Your objective = Starting at the line containing "Guideline: the keypoint for each instance of the woman's" and continuing to the end of the data, swap every "keypoint" for "reference point" and leave everything else unchanged. Reproduce only that part.

Object location annotation data:
** BEGIN **
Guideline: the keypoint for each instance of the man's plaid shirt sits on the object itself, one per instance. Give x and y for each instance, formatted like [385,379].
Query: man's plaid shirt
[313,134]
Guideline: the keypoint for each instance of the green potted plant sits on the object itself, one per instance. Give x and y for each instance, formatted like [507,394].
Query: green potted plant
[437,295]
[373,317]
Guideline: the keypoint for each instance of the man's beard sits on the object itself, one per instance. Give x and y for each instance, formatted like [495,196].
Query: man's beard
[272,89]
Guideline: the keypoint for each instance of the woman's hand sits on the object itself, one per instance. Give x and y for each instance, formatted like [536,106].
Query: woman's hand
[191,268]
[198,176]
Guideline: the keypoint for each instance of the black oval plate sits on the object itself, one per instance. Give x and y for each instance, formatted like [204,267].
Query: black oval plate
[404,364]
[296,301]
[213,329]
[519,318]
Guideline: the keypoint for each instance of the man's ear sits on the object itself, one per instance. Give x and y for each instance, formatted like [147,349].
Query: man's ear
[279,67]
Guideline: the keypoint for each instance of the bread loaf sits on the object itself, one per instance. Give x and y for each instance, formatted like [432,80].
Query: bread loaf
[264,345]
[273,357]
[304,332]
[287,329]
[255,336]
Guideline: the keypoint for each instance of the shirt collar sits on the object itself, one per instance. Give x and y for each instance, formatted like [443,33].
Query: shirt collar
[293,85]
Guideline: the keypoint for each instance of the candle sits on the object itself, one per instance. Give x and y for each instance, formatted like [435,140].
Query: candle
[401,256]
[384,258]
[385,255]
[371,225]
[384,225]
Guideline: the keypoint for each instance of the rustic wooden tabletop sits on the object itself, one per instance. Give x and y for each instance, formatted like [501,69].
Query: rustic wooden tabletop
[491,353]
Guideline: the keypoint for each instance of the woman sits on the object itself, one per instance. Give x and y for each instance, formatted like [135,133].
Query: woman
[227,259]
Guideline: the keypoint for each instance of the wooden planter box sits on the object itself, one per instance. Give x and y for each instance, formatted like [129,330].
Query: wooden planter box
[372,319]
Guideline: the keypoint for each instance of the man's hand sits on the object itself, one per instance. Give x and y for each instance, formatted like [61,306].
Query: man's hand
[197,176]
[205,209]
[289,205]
** END **
The solution =
Guideline: the reference point for each instance of the woman's hand sits on the object itself, one per instance. Give x and y for each instance, formatted like [536,106].
Query: woman's hand
[191,268]
[198,176]
Guideline: the reference point for each instance of the black oval plate sits on the object itself, one per instance. Give x and y for each instance, formatted like [204,267].
Query: black oval plate
[404,364]
[296,301]
[213,329]
[519,318]
Guideline: the reference point for each instance of the man's ear sits on the object itself, one per instance. Give x and y for each instance, formatted like [147,349].
Query: man's ear
[279,67]
Guideline: the reference point for each instance of the bread loaf sits on the object itself, one per instance. Give x and y for each instance, formatted like [432,80].
Query: bread loaf
[264,345]
[273,357]
[304,332]
[287,329]
[255,336]
Guideline: the reference point for each instance of the shirt collar sits on the object itself, one per instance. Give x and y for each instance, formatted like [443,33].
Query: shirt collar
[293,85]
Guideline: the reference point for each instance of the candle sits on the object itself, one per instance. Give x and y for each instance, formatted like [435,140].
Query: candle
[401,256]
[384,258]
[385,255]
[371,225]
[384,225]
Guideline: the reference point for each instance of the rustic wooden tabletop sits on the object itself, one per instance. Give x and y for each instance, formatted like [501,69].
Query: rustic wooden tabletop
[491,353]
Guideline: the reference point for each instance of the woman sits on the object itself, one per instance. Give x and y for each instance, formatted like [135,133].
Query: woman
[227,259]
Guideline: the reference point for each instance of the wooden planter box sits on the object itself, one per instance. Give x and y for each instance, formatted like [129,330].
Query: wooden planter box
[372,319]
Guideline: the reference point for each instance of the man's hand sits on the object itself, one per instance. Give x and y for each instance, formatted like [61,306].
Query: man's hand
[197,176]
[205,209]
[289,205]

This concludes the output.